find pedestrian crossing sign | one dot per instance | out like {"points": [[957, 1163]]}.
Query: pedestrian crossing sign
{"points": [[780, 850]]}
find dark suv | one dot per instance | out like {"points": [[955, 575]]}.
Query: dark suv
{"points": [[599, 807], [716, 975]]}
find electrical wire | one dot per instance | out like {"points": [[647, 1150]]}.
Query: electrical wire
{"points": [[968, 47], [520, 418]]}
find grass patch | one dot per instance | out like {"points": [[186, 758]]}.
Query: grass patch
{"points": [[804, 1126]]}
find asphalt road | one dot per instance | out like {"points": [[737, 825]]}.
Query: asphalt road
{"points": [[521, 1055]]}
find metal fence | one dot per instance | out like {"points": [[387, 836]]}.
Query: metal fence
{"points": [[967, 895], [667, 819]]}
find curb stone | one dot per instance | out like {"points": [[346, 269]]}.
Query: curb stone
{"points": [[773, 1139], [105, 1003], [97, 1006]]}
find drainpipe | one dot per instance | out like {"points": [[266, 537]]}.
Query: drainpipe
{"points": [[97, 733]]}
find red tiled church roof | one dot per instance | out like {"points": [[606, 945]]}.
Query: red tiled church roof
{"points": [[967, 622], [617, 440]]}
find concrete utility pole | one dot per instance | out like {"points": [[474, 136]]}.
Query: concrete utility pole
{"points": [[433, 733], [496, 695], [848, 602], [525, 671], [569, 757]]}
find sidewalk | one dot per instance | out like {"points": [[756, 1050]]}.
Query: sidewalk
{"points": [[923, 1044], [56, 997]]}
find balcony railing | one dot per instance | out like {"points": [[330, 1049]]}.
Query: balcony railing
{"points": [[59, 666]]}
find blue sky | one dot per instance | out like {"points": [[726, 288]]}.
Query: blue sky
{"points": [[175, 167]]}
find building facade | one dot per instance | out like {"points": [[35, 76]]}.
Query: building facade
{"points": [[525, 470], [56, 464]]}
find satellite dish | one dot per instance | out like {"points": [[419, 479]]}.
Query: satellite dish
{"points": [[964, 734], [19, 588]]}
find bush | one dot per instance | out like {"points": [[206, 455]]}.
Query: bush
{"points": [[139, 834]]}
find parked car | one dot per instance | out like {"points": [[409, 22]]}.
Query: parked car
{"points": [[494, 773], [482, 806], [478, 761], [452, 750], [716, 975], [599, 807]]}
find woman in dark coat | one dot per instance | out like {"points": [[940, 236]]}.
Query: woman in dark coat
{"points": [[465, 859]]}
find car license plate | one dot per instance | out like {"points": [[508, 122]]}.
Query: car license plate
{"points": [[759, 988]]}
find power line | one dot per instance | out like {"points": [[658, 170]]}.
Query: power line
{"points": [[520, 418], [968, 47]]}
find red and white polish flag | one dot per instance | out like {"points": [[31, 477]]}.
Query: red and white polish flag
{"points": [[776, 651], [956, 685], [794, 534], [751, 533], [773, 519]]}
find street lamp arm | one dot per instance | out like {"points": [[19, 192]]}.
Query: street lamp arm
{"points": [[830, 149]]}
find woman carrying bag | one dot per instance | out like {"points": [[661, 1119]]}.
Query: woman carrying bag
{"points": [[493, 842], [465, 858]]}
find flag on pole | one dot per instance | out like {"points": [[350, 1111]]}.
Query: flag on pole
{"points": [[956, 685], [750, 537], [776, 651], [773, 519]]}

================================

Given request >> All of the entries above should be written out again exactly.

Answer in full >>
find pedestrian crossing sign | one dot per instance | out like {"points": [[957, 1163]]}.
Query: pedestrian crossing sign
{"points": [[780, 850]]}
find dark suv | one dot per instance | out like {"points": [[955, 575]]}.
Query: dark suv
{"points": [[599, 807], [716, 975]]}
find electrical wire | one dot per instance | out like {"points": [[647, 1150]]}.
Query: electrical wire
{"points": [[968, 47], [520, 418]]}
find grass patch | one dot per instance | out like {"points": [[186, 758]]}.
Query: grass patch
{"points": [[804, 1126]]}
find asphalt road | one dot per instance | out like {"points": [[737, 825]]}.
Query: asphalt road
{"points": [[521, 1055]]}
find metal fence | one dot per instance | out like {"points": [[387, 836]]}.
Query: metal fence
{"points": [[967, 895], [667, 819]]}
find curb stone | one dot per instance | out like {"points": [[346, 269]]}.
Query: curb stone
{"points": [[773, 1139], [105, 1003], [97, 1006]]}
find drainpipe | one dot per instance | out like {"points": [[266, 537]]}.
Query: drainpipe
{"points": [[97, 733]]}
find red tiled church roof | one dot per instance | out like {"points": [[606, 945]]}.
Query: red tiled church roof
{"points": [[967, 622], [617, 440]]}
find concrete utility pole | one dot per instance | out like {"points": [[474, 136]]}.
Query: concrete utility pole
{"points": [[433, 733], [496, 695], [848, 602], [525, 671], [569, 757]]}
find sidewalk | one dot per instance | out like {"points": [[756, 1050]]}.
Query: sidewalk
{"points": [[923, 1044], [56, 997]]}
find balcony railing | one dot per instance | out like {"points": [[330, 1049]]}.
Query: balcony railing
{"points": [[59, 666]]}
find blue sky | one dot per instance | out like {"points": [[726, 288]]}.
Query: blue sky
{"points": [[175, 167]]}
find building facade | one dot per instance | out like {"points": [[35, 76]]}.
Query: building facade
{"points": [[525, 470], [56, 464]]}
find satellite dish | one dot per instance | out like {"points": [[419, 479]]}.
Query: satellite dish
{"points": [[964, 734], [19, 588]]}
find bush | one dot per instance | out like {"points": [[206, 455]]}.
Query: bush
{"points": [[139, 834]]}
find parked car | one dot per instance | out like {"points": [[409, 22]]}.
Query: parked car
{"points": [[494, 773], [482, 806], [478, 761], [452, 750], [716, 975], [599, 807]]}
find woman in dark coat | one dot per instance | out like {"points": [[940, 236]]}.
Query: woman in dark coat
{"points": [[465, 859]]}
find car license plate | one dot per instance | out like {"points": [[508, 122]]}.
Query: car license plate
{"points": [[759, 988]]}
find power line | one dot per instance | out like {"points": [[658, 170]]}.
Query: power line
{"points": [[520, 418], [968, 47]]}
find red and white polish flag | one dot per instance | out like {"points": [[31, 477]]}.
Query: red and white polish flag
{"points": [[776, 651], [956, 685], [794, 534], [751, 533], [773, 519]]}
find street lamp arm | one dot per instance | out like {"points": [[19, 192]]}.
Query: street lamp arm
{"points": [[830, 149]]}
find woman carrying bag | one dot per instance | out like {"points": [[661, 1119]]}.
Query: woman carrying bag
{"points": [[493, 842], [465, 858]]}
find flag on pole | one dot per instance | out like {"points": [[350, 1111]]}.
Query: flag on pole
{"points": [[956, 685], [750, 537], [776, 651], [773, 519]]}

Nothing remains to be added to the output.